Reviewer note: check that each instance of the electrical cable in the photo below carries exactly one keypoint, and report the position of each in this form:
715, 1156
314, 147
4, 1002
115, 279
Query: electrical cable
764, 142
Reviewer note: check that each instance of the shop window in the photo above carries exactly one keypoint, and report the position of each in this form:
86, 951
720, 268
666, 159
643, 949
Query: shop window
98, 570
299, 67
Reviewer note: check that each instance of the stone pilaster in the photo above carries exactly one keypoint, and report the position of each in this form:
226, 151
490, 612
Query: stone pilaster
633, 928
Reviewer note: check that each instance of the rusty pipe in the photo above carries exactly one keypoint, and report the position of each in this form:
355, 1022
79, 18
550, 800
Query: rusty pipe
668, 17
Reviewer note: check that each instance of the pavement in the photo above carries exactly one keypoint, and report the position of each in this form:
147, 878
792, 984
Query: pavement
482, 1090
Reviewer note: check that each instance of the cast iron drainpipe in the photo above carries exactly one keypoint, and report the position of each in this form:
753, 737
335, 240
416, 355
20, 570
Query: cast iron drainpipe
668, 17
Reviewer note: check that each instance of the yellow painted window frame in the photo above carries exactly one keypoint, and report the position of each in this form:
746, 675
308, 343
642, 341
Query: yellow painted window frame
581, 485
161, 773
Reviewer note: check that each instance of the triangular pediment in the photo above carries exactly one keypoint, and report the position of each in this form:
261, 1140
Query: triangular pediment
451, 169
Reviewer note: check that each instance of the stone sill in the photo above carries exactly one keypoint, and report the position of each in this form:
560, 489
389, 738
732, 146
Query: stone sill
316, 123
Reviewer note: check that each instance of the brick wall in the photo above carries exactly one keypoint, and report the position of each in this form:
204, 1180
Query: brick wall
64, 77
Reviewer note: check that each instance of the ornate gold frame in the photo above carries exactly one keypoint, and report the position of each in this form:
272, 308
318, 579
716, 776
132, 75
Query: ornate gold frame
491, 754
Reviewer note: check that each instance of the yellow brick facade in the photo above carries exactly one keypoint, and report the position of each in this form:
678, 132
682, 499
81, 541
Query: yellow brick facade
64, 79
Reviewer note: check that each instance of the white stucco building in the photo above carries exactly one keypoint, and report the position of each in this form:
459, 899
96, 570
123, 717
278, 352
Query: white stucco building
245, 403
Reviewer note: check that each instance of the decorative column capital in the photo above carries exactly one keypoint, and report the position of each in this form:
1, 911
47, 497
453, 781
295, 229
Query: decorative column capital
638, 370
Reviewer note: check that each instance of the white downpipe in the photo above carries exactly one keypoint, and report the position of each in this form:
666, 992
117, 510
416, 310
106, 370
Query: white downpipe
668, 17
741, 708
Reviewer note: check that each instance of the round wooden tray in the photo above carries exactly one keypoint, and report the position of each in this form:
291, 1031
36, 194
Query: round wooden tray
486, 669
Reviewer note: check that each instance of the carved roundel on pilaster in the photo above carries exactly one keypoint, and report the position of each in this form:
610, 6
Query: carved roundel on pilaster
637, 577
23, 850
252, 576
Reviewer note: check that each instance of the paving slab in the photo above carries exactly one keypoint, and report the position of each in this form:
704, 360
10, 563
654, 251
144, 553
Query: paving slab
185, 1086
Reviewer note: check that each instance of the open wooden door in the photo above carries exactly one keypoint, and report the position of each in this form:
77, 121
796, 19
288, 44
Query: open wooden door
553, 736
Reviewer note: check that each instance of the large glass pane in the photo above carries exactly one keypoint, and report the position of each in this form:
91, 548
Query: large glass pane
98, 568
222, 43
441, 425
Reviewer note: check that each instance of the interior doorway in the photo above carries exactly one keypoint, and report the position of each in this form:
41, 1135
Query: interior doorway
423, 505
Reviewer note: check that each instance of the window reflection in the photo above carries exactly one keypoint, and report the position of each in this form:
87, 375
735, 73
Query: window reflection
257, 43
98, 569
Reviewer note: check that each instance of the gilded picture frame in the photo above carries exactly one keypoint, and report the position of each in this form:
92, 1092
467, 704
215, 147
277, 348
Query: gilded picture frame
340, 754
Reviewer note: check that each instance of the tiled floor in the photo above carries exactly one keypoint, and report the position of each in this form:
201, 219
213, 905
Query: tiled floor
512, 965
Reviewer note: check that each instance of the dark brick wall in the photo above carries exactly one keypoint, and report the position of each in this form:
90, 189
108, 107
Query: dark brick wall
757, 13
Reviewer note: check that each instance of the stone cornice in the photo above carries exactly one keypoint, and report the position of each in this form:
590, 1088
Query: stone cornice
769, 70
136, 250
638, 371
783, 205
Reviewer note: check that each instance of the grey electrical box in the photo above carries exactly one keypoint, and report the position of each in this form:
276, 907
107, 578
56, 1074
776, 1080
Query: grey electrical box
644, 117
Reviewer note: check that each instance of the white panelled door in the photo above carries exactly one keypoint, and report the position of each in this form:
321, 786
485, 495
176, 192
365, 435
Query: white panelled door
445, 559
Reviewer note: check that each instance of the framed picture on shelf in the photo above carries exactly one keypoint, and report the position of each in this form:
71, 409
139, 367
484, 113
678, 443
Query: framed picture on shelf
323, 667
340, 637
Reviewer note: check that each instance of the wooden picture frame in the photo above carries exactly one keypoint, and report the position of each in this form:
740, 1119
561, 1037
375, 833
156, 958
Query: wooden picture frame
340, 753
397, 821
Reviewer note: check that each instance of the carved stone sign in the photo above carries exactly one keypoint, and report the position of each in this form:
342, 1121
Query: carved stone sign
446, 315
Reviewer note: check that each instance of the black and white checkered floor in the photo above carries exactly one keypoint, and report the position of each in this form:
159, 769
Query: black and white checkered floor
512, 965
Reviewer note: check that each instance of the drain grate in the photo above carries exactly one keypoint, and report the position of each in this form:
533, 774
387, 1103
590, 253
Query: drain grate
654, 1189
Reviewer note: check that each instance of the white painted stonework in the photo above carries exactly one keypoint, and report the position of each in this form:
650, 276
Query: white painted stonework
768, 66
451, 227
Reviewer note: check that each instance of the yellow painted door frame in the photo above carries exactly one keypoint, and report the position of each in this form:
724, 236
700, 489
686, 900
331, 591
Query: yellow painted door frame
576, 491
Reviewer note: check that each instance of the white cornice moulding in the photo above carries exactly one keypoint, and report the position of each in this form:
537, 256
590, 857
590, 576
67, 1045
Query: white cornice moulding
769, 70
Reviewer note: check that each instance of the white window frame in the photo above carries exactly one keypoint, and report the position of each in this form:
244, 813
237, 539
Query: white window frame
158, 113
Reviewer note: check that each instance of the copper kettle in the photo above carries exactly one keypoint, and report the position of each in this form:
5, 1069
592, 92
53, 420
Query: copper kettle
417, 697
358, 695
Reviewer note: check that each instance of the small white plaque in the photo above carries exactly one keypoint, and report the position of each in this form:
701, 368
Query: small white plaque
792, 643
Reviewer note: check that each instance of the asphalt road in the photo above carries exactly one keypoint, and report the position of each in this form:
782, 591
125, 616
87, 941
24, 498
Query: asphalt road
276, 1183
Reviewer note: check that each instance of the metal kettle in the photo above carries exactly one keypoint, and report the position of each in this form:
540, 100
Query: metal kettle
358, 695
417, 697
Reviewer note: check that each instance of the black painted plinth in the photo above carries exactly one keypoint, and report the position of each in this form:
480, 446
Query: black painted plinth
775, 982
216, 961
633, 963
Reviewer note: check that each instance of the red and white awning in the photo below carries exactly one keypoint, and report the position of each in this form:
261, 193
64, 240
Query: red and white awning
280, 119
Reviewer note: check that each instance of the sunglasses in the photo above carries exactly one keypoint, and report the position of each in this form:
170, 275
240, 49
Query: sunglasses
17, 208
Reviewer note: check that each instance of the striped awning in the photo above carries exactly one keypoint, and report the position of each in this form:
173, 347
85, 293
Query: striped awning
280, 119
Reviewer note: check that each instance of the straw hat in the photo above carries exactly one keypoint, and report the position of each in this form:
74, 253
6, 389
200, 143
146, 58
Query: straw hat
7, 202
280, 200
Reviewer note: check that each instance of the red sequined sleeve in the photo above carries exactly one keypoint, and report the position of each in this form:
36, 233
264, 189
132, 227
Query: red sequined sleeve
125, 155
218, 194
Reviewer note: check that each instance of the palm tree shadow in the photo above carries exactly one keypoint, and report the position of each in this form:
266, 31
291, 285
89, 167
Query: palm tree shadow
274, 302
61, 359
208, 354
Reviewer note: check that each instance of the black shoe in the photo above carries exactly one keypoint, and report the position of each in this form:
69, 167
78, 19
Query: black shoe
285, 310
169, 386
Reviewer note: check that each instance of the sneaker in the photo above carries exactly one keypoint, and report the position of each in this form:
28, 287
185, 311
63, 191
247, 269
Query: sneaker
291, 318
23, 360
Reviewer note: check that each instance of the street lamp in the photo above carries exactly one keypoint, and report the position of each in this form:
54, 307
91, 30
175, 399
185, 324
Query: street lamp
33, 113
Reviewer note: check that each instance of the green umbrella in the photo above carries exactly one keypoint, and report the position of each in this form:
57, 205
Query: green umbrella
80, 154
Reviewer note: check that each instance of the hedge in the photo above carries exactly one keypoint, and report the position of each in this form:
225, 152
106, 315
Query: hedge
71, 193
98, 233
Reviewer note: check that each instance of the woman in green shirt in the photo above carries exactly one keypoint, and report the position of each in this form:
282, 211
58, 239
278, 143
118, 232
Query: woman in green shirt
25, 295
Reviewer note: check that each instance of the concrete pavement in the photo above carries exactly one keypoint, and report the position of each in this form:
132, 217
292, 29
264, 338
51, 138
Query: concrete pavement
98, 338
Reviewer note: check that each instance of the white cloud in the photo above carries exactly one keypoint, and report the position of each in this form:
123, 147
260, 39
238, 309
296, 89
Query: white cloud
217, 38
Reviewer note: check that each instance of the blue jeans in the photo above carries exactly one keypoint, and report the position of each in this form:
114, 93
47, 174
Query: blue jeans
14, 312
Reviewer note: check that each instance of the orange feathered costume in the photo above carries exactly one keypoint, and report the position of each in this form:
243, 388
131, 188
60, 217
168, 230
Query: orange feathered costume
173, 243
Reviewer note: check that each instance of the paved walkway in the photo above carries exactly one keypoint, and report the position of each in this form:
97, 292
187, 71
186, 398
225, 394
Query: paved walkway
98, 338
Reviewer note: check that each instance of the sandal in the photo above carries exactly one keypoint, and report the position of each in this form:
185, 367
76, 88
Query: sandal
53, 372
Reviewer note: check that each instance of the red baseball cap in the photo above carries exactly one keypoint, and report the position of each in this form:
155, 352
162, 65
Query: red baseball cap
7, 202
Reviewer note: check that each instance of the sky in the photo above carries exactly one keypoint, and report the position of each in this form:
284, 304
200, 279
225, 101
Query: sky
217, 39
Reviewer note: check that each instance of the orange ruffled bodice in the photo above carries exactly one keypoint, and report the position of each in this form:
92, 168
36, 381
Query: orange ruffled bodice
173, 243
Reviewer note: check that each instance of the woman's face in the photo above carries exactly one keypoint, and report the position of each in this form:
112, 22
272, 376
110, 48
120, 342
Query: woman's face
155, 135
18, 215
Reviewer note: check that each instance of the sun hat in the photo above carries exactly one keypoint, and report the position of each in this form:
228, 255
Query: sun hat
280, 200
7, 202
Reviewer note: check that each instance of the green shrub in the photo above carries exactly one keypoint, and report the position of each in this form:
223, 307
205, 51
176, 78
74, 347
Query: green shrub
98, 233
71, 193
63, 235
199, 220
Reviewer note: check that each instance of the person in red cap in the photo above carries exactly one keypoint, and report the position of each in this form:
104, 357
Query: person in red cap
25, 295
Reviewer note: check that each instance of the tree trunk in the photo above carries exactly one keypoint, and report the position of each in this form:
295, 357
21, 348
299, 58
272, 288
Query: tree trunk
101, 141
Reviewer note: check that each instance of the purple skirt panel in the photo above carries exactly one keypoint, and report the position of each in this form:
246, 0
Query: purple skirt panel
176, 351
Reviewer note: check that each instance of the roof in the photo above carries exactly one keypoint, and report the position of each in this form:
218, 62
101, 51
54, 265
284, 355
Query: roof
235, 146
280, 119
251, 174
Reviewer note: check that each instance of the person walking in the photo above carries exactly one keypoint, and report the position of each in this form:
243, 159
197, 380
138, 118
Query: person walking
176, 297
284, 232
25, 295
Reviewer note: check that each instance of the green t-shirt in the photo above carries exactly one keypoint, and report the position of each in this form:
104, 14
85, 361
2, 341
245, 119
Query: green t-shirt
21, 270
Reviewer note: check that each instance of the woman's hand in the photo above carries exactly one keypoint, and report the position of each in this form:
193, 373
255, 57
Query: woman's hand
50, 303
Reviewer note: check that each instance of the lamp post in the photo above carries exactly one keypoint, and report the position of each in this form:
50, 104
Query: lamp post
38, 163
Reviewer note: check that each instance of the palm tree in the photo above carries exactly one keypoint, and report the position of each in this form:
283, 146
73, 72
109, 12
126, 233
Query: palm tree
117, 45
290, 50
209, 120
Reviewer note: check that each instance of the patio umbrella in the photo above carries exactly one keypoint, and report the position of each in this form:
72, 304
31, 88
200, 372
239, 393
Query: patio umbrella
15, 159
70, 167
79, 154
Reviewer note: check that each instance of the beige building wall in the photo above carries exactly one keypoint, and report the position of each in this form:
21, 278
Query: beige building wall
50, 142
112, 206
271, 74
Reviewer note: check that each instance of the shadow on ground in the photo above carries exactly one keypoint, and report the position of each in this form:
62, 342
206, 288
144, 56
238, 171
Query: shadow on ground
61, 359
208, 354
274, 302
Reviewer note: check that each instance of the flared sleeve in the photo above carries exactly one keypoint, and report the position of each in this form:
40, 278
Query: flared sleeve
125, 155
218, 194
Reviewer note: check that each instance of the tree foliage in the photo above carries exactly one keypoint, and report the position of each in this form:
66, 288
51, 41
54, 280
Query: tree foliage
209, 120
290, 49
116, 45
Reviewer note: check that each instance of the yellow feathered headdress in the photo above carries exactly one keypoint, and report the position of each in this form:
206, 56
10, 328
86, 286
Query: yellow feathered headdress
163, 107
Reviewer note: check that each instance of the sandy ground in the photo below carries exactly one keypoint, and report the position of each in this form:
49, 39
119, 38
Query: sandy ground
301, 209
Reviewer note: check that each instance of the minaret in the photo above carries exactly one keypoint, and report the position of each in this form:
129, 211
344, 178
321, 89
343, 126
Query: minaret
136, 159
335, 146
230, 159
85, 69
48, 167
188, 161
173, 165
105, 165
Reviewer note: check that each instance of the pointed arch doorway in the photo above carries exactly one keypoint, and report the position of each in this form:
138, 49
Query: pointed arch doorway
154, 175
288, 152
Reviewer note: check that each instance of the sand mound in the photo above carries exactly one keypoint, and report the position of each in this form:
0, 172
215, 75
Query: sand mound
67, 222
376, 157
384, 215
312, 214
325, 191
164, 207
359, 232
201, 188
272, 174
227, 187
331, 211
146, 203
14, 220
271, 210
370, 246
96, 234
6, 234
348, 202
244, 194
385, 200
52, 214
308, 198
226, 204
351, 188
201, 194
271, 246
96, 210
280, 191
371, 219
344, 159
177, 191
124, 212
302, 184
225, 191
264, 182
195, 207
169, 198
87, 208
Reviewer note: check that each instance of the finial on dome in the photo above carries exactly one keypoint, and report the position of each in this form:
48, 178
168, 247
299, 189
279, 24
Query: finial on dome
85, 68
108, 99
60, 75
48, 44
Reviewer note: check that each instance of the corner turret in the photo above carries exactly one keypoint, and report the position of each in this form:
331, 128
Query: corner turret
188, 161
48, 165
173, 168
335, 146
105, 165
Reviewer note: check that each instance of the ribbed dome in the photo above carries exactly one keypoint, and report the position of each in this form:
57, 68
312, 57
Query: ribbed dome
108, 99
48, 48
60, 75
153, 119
..........
== Task ==
Extract, exactly as they appear, the lines from the one containing "Reviewer note: check that each instance of the sand mound" through the final line.

== The solution ==
Reviewer note: check that each instance of the sand mound in the photo above carries exactly one keypoint, and report the position of each in this form:
0, 172
215, 75
Query: sand mound
67, 222
376, 157
384, 215
312, 214
325, 191
164, 207
359, 232
201, 188
272, 174
227, 187
331, 211
146, 203
14, 220
271, 210
370, 246
96, 234
6, 234
348, 202
244, 194
385, 200
52, 214
308, 198
226, 204
351, 188
201, 194
271, 246
96, 210
280, 191
371, 219
344, 159
177, 191
124, 212
302, 184
225, 191
264, 182
195, 207
169, 198
87, 208
Reviewer note: check that each instance of the finial on dome in the photo above carries exactly one keypoint, and report the position of each in this form:
48, 178
168, 247
299, 189
279, 24
Query: finial on dome
85, 68
108, 99
60, 75
48, 44
Reviewer note: check that each instance of the corner turret in the photo above carries exactly one keypoint, and report the position of each in this form:
331, 128
Query: corner turret
188, 161
48, 165
173, 168
335, 146
105, 165
Reviewer note: check that each instance of the ribbed dome in the photo above carries exactly one keypoint, and report the position of each in this form:
57, 68
312, 57
Query: ribbed dome
108, 99
48, 48
60, 75
153, 119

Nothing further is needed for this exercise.